### TASK TO COMPLETE
Arrange the stretch from the line containing "Expected: a point inside each instance of the red tile" through the last line, both included, as a Markdown table with the columns No. and Line. Put one line per row with its row number, and leave out blank lines.

### DATA FOR THE TASK
*-*-*
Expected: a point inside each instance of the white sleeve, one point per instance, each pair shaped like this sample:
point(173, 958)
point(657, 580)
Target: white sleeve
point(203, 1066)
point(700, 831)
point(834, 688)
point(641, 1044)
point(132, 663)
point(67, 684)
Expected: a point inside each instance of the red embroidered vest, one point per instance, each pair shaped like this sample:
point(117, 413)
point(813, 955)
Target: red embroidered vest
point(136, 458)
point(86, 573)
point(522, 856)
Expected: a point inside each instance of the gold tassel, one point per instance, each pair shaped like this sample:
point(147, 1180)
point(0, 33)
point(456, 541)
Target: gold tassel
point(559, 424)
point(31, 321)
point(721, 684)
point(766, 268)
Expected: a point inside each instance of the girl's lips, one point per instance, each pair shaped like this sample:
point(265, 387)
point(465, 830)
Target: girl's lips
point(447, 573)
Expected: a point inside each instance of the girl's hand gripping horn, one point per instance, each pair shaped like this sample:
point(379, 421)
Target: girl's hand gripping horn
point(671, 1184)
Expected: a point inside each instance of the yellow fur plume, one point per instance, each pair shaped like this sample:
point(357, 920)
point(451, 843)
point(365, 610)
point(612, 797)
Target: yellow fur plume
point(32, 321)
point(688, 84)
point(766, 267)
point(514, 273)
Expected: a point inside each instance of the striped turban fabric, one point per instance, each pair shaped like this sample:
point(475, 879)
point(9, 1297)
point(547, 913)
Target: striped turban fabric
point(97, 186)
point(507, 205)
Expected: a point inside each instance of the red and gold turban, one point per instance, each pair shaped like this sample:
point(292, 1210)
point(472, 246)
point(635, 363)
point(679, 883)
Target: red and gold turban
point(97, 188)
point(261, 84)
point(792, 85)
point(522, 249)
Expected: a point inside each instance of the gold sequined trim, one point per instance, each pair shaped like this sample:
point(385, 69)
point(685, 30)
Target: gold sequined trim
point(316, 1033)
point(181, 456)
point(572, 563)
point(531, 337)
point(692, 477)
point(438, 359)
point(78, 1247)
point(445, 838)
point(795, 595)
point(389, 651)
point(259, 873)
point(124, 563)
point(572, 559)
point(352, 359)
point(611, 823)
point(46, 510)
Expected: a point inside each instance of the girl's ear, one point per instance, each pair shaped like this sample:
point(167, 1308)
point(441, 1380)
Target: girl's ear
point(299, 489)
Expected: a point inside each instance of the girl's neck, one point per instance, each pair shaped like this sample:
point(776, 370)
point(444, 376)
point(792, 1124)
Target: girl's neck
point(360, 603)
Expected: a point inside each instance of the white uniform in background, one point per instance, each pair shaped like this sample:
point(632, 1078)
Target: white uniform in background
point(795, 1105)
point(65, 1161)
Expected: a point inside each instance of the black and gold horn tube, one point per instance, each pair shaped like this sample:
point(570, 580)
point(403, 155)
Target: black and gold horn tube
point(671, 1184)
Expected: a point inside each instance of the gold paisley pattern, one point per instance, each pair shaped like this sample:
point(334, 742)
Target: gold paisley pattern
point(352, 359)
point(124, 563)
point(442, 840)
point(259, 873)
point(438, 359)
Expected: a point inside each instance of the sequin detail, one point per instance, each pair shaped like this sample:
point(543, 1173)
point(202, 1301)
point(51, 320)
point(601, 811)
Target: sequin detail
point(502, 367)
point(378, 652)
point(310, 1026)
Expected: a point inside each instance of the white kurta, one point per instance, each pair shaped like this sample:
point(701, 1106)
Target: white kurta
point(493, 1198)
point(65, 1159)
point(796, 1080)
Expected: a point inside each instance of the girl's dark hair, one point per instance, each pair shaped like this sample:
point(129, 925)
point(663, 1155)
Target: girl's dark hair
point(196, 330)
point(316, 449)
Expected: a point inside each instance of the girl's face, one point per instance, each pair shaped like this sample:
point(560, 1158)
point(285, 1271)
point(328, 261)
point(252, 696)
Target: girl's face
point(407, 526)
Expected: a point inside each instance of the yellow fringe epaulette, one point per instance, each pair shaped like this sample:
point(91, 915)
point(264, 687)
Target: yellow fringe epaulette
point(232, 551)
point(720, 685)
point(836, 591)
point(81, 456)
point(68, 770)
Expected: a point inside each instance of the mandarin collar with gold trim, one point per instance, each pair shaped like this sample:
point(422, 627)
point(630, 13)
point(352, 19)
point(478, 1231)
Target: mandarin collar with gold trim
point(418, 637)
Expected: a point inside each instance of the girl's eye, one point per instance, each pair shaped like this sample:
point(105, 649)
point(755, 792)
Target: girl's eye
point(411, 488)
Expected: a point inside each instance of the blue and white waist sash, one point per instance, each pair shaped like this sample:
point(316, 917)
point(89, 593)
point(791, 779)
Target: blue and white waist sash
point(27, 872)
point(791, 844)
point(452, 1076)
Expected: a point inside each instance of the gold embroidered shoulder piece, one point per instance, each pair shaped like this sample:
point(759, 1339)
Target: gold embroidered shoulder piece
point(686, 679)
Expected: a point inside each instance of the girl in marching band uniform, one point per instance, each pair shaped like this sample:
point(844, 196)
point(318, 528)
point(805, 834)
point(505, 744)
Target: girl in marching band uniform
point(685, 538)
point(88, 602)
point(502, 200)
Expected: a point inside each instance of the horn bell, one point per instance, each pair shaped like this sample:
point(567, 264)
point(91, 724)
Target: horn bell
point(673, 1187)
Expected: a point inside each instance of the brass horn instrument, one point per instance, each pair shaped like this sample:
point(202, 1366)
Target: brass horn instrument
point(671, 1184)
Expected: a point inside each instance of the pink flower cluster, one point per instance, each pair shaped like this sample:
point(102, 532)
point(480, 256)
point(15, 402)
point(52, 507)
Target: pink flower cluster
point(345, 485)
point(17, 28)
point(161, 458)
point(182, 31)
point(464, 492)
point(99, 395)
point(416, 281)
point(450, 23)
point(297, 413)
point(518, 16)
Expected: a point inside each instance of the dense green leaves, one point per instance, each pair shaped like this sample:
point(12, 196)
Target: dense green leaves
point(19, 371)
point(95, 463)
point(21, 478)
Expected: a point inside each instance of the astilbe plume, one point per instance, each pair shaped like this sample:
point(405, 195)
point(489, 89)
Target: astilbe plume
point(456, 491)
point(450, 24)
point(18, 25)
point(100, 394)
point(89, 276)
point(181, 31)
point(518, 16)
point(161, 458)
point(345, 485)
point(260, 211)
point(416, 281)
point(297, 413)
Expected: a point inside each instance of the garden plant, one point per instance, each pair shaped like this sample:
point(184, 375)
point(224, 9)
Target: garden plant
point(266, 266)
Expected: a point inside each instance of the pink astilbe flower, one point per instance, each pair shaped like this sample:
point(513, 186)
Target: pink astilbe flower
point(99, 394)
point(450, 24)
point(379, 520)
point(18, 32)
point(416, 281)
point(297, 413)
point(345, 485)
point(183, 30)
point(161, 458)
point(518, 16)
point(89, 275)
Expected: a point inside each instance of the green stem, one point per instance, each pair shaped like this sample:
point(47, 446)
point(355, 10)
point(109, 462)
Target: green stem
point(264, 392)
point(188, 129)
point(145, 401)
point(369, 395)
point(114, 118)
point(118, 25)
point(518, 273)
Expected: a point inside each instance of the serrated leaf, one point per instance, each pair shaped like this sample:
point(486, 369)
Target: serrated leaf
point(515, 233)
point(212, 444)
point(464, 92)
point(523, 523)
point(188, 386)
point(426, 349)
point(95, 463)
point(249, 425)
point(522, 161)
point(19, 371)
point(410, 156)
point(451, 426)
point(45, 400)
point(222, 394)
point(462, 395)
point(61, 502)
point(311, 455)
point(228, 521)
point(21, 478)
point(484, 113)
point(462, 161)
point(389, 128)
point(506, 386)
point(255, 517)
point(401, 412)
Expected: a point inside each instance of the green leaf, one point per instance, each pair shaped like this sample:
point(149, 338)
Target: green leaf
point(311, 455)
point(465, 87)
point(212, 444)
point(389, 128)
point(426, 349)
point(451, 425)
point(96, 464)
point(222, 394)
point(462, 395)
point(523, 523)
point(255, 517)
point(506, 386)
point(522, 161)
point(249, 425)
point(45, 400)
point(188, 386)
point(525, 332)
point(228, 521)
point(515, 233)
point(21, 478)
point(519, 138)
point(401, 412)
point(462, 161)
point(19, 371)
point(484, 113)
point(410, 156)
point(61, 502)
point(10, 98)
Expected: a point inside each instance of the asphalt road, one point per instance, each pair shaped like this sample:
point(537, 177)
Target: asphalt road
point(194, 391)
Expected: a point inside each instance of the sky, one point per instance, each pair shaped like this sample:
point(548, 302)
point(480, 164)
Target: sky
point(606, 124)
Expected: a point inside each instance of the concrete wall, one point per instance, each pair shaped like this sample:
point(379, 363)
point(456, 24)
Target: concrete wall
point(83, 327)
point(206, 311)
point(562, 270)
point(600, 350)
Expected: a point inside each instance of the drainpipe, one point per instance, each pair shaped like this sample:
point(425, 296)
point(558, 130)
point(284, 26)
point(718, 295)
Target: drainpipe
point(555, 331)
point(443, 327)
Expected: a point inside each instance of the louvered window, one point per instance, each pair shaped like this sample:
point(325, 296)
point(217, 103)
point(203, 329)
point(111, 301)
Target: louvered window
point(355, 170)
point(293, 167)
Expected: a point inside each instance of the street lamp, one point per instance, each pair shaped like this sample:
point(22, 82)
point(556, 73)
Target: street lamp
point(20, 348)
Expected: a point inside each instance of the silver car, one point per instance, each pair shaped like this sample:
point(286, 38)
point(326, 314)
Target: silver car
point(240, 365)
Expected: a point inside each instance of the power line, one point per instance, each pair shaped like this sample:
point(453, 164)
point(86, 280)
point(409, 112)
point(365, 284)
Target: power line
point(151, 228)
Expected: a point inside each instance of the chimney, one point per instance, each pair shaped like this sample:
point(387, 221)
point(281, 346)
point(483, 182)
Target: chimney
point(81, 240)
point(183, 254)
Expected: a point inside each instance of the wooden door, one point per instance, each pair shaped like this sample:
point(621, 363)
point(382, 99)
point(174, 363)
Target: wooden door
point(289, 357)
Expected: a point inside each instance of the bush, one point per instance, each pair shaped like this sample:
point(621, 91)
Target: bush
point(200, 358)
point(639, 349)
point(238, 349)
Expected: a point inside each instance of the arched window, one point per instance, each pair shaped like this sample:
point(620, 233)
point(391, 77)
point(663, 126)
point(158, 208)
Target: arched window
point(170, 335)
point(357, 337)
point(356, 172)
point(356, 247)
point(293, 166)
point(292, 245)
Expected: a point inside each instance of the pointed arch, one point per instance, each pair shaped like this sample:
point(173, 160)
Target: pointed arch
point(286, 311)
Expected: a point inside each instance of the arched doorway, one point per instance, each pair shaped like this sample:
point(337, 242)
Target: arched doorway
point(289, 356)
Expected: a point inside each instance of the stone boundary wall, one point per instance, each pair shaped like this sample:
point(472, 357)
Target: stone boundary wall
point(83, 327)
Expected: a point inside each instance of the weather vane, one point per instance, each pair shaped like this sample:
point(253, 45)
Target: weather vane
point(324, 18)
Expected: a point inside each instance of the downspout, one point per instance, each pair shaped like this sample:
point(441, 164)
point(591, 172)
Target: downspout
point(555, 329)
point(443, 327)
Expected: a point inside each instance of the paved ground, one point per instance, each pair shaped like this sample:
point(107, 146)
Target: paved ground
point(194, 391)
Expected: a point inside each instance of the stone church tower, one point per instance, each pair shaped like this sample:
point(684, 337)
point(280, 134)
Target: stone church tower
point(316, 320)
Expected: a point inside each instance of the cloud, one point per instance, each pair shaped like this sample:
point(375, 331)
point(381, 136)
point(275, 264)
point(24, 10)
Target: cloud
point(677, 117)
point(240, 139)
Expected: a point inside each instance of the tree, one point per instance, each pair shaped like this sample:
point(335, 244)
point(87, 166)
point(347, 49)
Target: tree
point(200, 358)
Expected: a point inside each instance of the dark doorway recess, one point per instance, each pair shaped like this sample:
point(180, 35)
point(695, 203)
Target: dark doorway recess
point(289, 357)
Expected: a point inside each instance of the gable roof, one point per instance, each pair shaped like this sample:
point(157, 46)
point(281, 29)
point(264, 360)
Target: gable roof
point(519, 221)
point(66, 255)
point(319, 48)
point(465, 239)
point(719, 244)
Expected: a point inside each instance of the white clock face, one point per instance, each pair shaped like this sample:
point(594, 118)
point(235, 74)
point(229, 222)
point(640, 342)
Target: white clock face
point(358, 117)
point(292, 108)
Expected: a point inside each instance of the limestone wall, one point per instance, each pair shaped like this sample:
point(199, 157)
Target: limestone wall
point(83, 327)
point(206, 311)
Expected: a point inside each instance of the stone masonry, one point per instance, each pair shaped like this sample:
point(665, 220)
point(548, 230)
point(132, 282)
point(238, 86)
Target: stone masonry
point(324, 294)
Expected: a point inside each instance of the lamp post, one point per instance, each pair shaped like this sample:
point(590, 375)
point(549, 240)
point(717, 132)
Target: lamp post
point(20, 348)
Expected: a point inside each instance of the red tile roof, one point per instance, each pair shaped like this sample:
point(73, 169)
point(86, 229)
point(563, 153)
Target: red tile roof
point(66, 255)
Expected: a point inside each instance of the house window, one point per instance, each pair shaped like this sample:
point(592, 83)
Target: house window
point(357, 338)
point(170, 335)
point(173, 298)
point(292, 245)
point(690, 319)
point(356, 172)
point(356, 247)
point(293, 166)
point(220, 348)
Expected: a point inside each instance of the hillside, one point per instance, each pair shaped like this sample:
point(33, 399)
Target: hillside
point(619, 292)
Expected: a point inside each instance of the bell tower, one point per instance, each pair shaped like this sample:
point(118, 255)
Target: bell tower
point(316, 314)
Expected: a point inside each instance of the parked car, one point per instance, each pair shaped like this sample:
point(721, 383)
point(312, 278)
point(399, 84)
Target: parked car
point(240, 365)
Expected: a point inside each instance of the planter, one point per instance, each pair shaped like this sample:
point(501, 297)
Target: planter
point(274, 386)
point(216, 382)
*-*-*
### TASK OUTPUT
| No. | Line |
|---|---|
| 1 | Expected: a point inside each instance of the red tile roof, one point per instance, each pair shaped like this sample: |
| 2 | point(73, 169) |
| 3 | point(86, 229) |
| 4 | point(563, 153) |
| 5 | Target: red tile roof |
| 6 | point(66, 255) |
| 7 | Expected: a point inside each instance of the house window, one point per instance, each pair shaped like this sample: |
| 8 | point(592, 83) |
| 9 | Target: house window |
| 10 | point(357, 338) |
| 11 | point(170, 335) |
| 12 | point(173, 298) |
| 13 | point(292, 245) |
| 14 | point(690, 319) |
| 15 | point(356, 172) |
| 16 | point(356, 247) |
| 17 | point(293, 166) |
| 18 | point(220, 348) |
| 19 | Expected: a point inside each instance of the hillside, one point per instance, each pair shaped like this sample: |
| 20 | point(33, 399) |
| 21 | Target: hillside |
| 22 | point(619, 292) |
| 23 | Expected: a point inside each instance of the bell tower, one point per instance, each pair shaped like this sample: |
| 24 | point(118, 255) |
| 25 | Target: bell tower |
| 26 | point(316, 314) |
| 27 | Expected: a point inside each instance of the parked car, one point per instance, each pair shaped like this sample: |
| 28 | point(721, 383) |
| 29 | point(312, 278) |
| 30 | point(399, 84) |
| 31 | Target: parked car |
| 32 | point(240, 365) |
| 33 | Expected: a point inside each instance of the planter, one point per instance, each pair shaped like this sample: |
| 34 | point(501, 297) |
| 35 | Target: planter |
| 36 | point(274, 386) |
| 37 | point(216, 382) |